-------- SELECTED TEXT --------

The Best Digital Tools for Managing Stress and Mental Health
03 Aug 2020 by Libby Mahoney
- Health & Wellbeing
- VCS Feature
As we face tough challenges taking a toll on our wellbeing at work, here are the best digital tools for managing stress and mental health.Working in the charity sector can be greatly rewarding and unites people with a passion for progress. We love our jobs because we care deeply about what we do. However, we can face challenges at work that affect our wellbeing. We review the best digital tools for managing stress and mental health.
Our sector faces specific challenges. Charity workers face major deadlines, keen regulation and the need for accountability which can induce stress and impact mental health. A significant source of stress is money as charities are largely dependent on donations and raising their own revenue. The threat of cuts and dwindling funding can add to the problem.
Putting Mental Health First
The significance of good mental health is gaining ground in discussions about the workplace. Charity staff are emotionally invested in their jobs but don’t always have a support network to depend on. Putting self-care first is essential for employees, service users and the organisation itself.

--------

In the article on digital tools for managing stress and mental health, list everyone for whom it says putting self-care first is essential. The records after this point are separate from the article on stress and mental health.

-------- SUPPLIED MATERIAL --------

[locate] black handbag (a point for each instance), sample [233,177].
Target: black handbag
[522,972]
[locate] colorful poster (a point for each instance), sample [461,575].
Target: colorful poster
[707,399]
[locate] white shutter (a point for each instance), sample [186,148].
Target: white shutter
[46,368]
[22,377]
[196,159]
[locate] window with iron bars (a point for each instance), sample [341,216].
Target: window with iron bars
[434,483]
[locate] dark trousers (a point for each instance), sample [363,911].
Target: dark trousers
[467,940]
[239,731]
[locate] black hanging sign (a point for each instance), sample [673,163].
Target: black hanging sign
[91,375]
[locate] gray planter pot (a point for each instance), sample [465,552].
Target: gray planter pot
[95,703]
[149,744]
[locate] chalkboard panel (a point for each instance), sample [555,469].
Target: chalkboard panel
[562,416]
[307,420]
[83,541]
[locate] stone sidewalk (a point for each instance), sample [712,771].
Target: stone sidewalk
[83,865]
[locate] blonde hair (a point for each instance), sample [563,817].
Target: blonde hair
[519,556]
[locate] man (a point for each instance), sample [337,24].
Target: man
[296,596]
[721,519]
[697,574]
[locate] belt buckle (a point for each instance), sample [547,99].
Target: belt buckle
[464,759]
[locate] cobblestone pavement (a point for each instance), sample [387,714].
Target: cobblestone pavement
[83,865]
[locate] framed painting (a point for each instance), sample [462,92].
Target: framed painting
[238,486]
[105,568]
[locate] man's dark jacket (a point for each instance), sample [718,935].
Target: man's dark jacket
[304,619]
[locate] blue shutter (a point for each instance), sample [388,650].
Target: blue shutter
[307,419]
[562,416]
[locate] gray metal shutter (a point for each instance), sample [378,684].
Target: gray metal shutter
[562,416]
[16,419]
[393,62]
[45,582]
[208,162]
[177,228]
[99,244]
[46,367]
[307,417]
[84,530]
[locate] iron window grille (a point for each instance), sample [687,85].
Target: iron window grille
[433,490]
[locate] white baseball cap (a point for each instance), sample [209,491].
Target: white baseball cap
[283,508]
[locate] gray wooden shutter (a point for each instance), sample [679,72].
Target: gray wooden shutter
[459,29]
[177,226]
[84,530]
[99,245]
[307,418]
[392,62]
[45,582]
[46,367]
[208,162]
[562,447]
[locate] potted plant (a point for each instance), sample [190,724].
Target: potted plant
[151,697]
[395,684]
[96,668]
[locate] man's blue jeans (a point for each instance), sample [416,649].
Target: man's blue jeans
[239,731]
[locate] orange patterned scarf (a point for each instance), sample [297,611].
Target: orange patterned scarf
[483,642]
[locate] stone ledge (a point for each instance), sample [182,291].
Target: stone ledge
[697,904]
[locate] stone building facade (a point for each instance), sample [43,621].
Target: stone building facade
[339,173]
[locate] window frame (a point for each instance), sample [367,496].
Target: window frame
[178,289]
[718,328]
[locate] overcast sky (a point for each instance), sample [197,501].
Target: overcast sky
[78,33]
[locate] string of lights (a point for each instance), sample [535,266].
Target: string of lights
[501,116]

--------

> TASK RESULT
- Employees
- Service users
- The organisation itself